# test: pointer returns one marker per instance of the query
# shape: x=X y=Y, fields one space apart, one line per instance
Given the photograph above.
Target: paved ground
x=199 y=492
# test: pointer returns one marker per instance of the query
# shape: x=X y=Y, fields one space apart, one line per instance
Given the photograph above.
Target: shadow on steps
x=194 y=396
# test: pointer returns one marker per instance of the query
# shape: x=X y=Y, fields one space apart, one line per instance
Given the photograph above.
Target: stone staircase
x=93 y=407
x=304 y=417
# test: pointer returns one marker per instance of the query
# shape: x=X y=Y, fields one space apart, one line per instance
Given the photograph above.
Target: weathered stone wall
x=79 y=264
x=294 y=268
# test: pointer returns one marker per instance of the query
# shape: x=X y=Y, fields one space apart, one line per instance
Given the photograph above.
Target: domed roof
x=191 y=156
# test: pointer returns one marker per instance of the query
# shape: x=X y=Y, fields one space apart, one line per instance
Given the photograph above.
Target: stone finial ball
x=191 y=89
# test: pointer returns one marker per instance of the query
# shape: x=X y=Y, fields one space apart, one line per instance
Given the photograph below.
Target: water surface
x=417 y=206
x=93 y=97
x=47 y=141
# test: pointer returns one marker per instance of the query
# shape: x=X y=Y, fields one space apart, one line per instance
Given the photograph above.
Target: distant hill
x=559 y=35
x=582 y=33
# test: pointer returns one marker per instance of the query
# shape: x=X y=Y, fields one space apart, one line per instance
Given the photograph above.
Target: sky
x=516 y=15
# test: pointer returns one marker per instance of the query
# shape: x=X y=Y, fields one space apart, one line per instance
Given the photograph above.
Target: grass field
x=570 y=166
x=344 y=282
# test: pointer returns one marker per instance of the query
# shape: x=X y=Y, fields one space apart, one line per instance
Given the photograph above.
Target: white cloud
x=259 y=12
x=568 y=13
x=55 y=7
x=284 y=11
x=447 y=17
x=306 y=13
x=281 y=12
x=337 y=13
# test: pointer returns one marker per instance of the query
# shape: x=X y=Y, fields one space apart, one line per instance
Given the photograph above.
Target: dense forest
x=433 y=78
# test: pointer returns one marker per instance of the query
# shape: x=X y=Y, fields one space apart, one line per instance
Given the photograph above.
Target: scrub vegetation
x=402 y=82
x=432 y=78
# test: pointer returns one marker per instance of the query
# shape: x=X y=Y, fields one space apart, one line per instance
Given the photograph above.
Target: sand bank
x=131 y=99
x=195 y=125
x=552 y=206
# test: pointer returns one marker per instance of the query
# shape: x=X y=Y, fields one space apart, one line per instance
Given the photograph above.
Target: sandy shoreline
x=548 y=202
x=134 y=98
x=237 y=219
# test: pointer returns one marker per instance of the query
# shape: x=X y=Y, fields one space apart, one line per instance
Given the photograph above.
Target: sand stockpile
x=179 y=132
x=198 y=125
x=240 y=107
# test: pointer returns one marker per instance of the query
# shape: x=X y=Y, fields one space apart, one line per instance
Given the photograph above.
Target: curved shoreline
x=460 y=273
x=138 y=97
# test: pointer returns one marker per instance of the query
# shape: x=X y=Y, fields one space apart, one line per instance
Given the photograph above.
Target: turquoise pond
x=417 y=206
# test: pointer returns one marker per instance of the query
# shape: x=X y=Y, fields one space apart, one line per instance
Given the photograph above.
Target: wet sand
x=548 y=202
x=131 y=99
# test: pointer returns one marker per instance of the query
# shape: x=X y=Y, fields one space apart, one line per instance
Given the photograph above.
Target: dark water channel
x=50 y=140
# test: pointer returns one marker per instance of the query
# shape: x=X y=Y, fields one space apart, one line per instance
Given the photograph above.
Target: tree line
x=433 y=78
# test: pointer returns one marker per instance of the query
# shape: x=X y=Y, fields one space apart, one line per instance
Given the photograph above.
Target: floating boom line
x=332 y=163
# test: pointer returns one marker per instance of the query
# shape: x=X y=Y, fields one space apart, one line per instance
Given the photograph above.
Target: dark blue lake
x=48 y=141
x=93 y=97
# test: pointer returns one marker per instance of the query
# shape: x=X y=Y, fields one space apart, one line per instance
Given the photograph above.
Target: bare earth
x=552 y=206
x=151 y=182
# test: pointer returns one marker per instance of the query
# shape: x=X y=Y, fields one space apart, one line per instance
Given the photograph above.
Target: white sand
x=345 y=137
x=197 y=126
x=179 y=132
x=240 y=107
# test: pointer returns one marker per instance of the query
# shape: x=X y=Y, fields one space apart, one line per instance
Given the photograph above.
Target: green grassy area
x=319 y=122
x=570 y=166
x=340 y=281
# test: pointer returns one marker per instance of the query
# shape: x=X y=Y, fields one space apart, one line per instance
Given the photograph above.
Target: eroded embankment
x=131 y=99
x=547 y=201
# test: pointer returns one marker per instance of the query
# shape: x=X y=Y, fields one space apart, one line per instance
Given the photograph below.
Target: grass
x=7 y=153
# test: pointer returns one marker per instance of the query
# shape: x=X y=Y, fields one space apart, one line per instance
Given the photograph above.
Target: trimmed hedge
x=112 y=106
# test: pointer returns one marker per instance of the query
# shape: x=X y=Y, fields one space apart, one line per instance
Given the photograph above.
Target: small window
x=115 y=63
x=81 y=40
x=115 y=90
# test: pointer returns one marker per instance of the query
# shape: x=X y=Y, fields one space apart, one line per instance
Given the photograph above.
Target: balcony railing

•••

Copy out the material, keeping every line exactly as it is.

## Solution below
# test: pointer returns one marker per instance of the query
# shape: x=X y=Y, fields one space apart, one line per instance
Given the photograph above.
Target: paved ground
x=199 y=492
# test: pointer returns one marker per instance of the query
# shape: x=X y=Y, fields one space apart, one line per instance
Given the photograph above.
Target: shadow on steps
x=194 y=396
# test: pointer returns one marker per instance of the query
# shape: x=X y=Y, fields one space apart, one line per instance
Given the photograph above.
Target: stone staircase
x=93 y=407
x=304 y=417
# test: pointer returns one marker per instance of the query
# shape: x=X y=Y, fields one space apart, one line per instance
Given the photograph above.
Target: weathered stone wall
x=79 y=264
x=294 y=268
# test: pointer returns one marker per instance of the query
# shape: x=X y=Y, fields one space apart, one line per instance
Given the photograph above.
Target: domed roof
x=191 y=156
# test: pointer returns one marker per instance of the query
# shape: x=X y=Y, fields one space apart, one line per instance
Given the photograph above.
Target: stone finial ball
x=191 y=89
# test: pointer returns one marker per instance of the query
# shape: x=X y=Y, fields one space apart, one line per instance
Given the photograph below.
Target: water surface
x=417 y=206
x=93 y=97
x=47 y=141
# test: pointer returns one marker per instance of the query
# shape: x=X y=Y, fields one space apart, one line per instance
Given the photograph above.
Target: distant hill
x=559 y=35
x=582 y=33
# test: pointer returns one marker per instance of the query
# shape: x=X y=Y, fields one space apart, one line per instance
Given the photograph above.
Target: sky
x=516 y=15
# test: pointer returns one marker per instance of the query
# shape: x=X y=Y, fields one space apart, one line per instance
Given the photograph above.
Target: grass field
x=570 y=166
x=344 y=282
# test: pointer returns one marker per instance of the query
# shape: x=X y=Y, fields one space apart, one line per instance
Given the photograph above.
Target: white cloud
x=259 y=12
x=568 y=13
x=55 y=7
x=284 y=11
x=447 y=17
x=306 y=13
x=281 y=12
x=337 y=13
# test: pointer returns one marker per instance of the query
# shape: x=X y=Y, fields one space apart, one line per instance
Given the photograph above.
Target: dense forest
x=433 y=78
# test: pointer returns one marker per instance of the query
# shape: x=X y=Y, fields one space apart, one line per instance
Given the photograph above.
Target: scrub vegetation
x=402 y=82
x=432 y=78
# test: pointer returns one marker per instance of the query
# shape: x=X y=Y, fields one space apart, one line per instance
Given the photograph above.
Target: sand bank
x=131 y=99
x=195 y=125
x=552 y=206
# test: pointer returns one marker per instance of the query
# shape: x=X y=Y, fields one space apart, one line per instance
Given the photograph above.
Target: sandy shoreline
x=548 y=202
x=134 y=98
x=237 y=219
# test: pointer returns one marker per instance of the query
# shape: x=X y=Y, fields one space apart, one line per instance
Given the photograph above.
Target: sand stockpile
x=179 y=132
x=198 y=125
x=240 y=107
# test: pointer returns one marker per instance of the query
# shape: x=X y=Y, fields one space apart, one line per instance
Given the photograph above.
Target: curved shoreline
x=460 y=273
x=138 y=97
# test: pointer returns one marker per instance of the query
# shape: x=X y=Y, fields one space apart, one line per instance
Given the photograph above.
Target: turquoise pond
x=417 y=206
# test: pointer returns one marker per instance of the query
# shape: x=X y=Y, fields one space apart, one line per instance
Given the photograph above.
Target: wet sand
x=548 y=202
x=131 y=99
# test: pointer returns one marker per instance of the query
# shape: x=X y=Y, fields one space apart, one line per instance
Given the photograph above.
Target: dark water channel
x=50 y=140
# test: pointer returns one marker per instance of the query
# shape: x=X y=Y, fields one space apart, one line per instance
Given the photograph above.
Target: tree line
x=433 y=78
# test: pointer returns one marker per instance of the query
# shape: x=X y=Y, fields one space apart, one line per instance
Given the photograph above.
Target: floating boom line
x=332 y=163
# test: pointer returns one marker per instance of the query
# shape: x=X y=Y, fields one space apart, one line per instance
Given the photograph above.
Target: dark blue lake
x=48 y=141
x=93 y=97
# test: pointer returns one marker per instance of the query
# shape: x=X y=Y, fields one space apart, one line per instance
Given the photograph above.
Target: bare earth
x=552 y=206
x=151 y=182
# test: pointer returns one marker per instance of the query
# shape: x=X y=Y, fields one space apart, one line per instance
Given the photograph above.
Target: white sand
x=345 y=137
x=197 y=126
x=179 y=132
x=240 y=107
# test: pointer returns one marker per instance of the query
# shape: x=X y=Y, fields one space apart, one line per instance
Given the photograph above.
Target: green grassy area
x=319 y=122
x=570 y=166
x=340 y=281
# test: pointer returns one marker per instance of the query
# shape: x=X y=Y, fields one space apart, one line per instance
Given the photograph above.
Target: eroded embankment
x=131 y=99
x=547 y=201
# test: pointer returns one marker per instance of the query
# shape: x=X y=Y, fields one space apart, one line per instance
Given the photograph below.
Target: grass
x=7 y=153
# test: pointer returns one marker per instance of the query
# shape: x=X y=Y, fields one space apart, one line per instance
Given the photograph above.
Target: trimmed hedge
x=112 y=106
# test: pointer returns one marker per instance of the query
# shape: x=X y=Y, fields one space apart, one line per instance
Given the photograph above.
Target: small window
x=115 y=63
x=81 y=40
x=115 y=90
# test: pointer returns one marker per instance of the query
# shape: x=X y=Y, fields one space apart, one line per instance
Given the photograph above.
Target: balcony railing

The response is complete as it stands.